**Extract to read:**
Research Interests

If you are interests by any of the research areas discussed below and would like to be involved by way of a research collaboration or PhD study, please feel free to contact me

My current PhD opportunities can be found on my PhD opportunities page

I am also always interested in putting funded research proposals together, organising research workshops, reviewing relevant papers, and submitting to and guest editing relevant special issues. Please see my Research Activities page for my current and previous involvement in research projects

You can find a list of my publications and other academic outputs at my Publications and Outputs page.

Expand each of the topics below for a breakdown of sub-topics and associated publications

Social Learning and Cultural Evolution in Artificial Evolutionary Systems

The Emergence of Social Learning in Artificial Evolution Systems

When studying social animals we are essentially taking a top down view on social learning; we are can understand how social learning manifests itself but we can't really tackle the question of how the social behaviors we are observing emerged as viable adaptive strategies. Whilst artificial evolutionary systems, like all models, are limited, they do enable us to asses not only which social behaviors evolve, but also how and when they evolve.

I am interested in tackling the question of How can social learning evolve from the bottom up. To investigate this problem I create grounded, neuroevolutionary, artificial life models in which populations of artificial agents evolve over time to tackle simple foraging problems. The agents have access to only simple social/public information, such as the age or health of the other agents. From this simple social information a variety of complex social learning strategies evolve in response to the difficulty of the environmental and behavior of other agents. Going forward I intend to make use Neuromodulated Plasticity and NEAT to allow for complex learning and the evolution of neural networks topologies.

Related Publications:

  • Borg JM and Channon A. (2021). The effect of social information use without learning on the evolution of social behavior. Artificial Life, vol. 26(4), pp.431-454. MIT Press. https://doi.org/10.1162/artl_a_00328

  • Borg JM and Channon A. (2017). Evolutionary Adaptation to Social Information Use Without Learning. Applications of Evolutionary Computation, EVOAPPLICATIONS 2017, PT I (vol. 10199, pp. 837-852). https://doi.org/10.1007/978-3-319-55849-3_54

  • Borg JM, Channon A, Day C. (2011). Discovering and maintaining behaviours inaccessible to incremental genetic evolution through transcription errors and cultural transmission. In: ECAL 2011: Proceeding of the Eleventh European Conference on the Synthesis and Simulation of Living Systems. (pp. 101-108). MIT Press. https://doi.org/10.7551/978-0-262-29714-1-ch019

The Development of Social Learning Strategies in Populations of Evolving Artificial Agents

In nature we see a variety of social learning strategies being employed, from copies the most common behavior (conformist social learning), to unbiased copying and even anti-conformist learning. I am interested in how these strategies can develop in response to environmental variability and environmental difficulty. By using populations of evolving artificial agents I hope to investigate when different social learning evolve, and when hybrid strategies evolve in populations. I also hope to see how important non-social learning (individual learning/asocial leaning/innovation) is important for enabling the evolution of different strategies - do some social learning strategies require more of less individual learning than others do be viable in the long term?

**Stored records:**

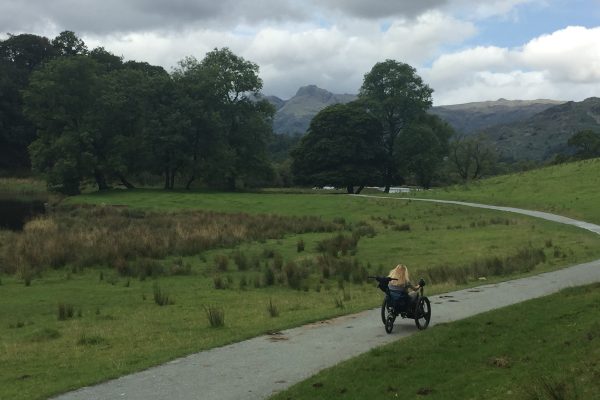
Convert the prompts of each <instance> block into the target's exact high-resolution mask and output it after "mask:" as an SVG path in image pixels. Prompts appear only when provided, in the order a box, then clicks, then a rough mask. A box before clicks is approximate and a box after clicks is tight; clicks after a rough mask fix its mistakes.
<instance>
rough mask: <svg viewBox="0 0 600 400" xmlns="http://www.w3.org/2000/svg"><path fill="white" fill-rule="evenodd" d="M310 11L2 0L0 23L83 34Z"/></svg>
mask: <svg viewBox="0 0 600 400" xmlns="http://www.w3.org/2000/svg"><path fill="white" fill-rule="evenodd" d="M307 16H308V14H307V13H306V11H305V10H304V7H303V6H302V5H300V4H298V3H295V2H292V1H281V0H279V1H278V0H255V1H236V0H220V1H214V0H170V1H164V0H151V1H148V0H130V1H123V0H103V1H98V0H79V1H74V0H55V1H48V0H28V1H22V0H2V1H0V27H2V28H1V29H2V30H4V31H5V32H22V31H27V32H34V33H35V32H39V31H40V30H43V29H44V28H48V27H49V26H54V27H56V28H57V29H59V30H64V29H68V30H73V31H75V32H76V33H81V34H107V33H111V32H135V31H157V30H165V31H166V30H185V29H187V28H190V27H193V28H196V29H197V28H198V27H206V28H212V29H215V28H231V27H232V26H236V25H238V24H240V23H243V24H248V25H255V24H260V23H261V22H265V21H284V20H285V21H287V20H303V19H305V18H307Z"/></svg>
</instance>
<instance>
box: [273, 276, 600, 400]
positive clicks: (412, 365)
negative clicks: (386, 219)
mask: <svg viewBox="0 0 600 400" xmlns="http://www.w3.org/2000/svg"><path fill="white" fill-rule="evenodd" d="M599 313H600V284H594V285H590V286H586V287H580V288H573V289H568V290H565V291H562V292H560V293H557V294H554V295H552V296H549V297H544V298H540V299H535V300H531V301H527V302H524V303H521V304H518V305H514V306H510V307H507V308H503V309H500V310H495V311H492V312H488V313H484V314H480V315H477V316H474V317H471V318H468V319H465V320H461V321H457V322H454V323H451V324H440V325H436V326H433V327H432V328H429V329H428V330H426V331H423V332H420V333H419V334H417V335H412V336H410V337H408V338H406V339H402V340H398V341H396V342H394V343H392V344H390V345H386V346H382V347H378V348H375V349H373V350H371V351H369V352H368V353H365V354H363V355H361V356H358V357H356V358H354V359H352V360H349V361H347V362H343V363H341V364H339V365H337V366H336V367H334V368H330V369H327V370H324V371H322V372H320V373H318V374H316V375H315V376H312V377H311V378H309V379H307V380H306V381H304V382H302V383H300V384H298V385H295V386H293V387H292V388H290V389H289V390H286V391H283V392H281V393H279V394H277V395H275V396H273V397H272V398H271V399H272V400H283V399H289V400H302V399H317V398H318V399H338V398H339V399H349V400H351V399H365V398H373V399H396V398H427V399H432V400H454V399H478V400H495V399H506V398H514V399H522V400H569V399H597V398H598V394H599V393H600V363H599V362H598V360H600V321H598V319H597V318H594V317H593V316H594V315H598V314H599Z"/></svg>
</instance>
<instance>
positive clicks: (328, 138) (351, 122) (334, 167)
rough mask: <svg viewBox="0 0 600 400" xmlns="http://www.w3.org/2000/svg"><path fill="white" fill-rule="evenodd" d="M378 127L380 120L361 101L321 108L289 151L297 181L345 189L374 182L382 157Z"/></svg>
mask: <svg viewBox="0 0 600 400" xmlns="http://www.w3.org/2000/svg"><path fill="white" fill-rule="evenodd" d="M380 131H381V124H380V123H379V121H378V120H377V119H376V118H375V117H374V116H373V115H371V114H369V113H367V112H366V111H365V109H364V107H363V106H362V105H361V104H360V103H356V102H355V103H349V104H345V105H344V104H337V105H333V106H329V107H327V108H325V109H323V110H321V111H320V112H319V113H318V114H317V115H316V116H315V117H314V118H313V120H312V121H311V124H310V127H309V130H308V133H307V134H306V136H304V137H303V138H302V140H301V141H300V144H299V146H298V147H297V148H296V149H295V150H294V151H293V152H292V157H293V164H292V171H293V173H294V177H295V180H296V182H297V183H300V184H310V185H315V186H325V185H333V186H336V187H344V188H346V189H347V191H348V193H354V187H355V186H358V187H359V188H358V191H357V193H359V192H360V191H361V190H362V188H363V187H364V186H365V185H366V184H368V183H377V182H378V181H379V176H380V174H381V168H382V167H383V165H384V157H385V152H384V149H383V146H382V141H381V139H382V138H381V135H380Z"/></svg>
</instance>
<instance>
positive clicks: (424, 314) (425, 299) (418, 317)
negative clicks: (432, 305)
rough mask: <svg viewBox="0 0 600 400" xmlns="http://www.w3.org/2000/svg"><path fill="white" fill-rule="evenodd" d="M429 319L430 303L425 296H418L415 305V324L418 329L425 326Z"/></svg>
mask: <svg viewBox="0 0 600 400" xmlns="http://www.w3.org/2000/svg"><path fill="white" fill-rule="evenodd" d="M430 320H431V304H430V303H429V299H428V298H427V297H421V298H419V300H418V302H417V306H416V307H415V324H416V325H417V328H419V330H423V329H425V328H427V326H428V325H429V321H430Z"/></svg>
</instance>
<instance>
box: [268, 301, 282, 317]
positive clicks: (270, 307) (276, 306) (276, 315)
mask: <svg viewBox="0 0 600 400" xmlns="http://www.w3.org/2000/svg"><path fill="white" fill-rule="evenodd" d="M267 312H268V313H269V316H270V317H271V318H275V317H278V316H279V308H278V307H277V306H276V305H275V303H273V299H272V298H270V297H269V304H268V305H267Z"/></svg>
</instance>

**Directions for this task:** Transcribe the passage of the research interests page starting at "If you are interests" and ending at "and Outputs page.".

**Your solution:**
If you are interests by any of the research areas discussed below and would like to be involved by way of a research collaboration or PhD study, please feel free to contact me

My current PhD opportunities can be found on my PhD opportunities page

I am also always interested in putting funded research proposals together, organising research workshops, reviewing relevant papers, and submitting to and guest editing relevant special issues. Please see my Research Activities page for my current and previous involvement in research projects

You can find a list of my publications and other academic outputs at my Publications and Outputs page.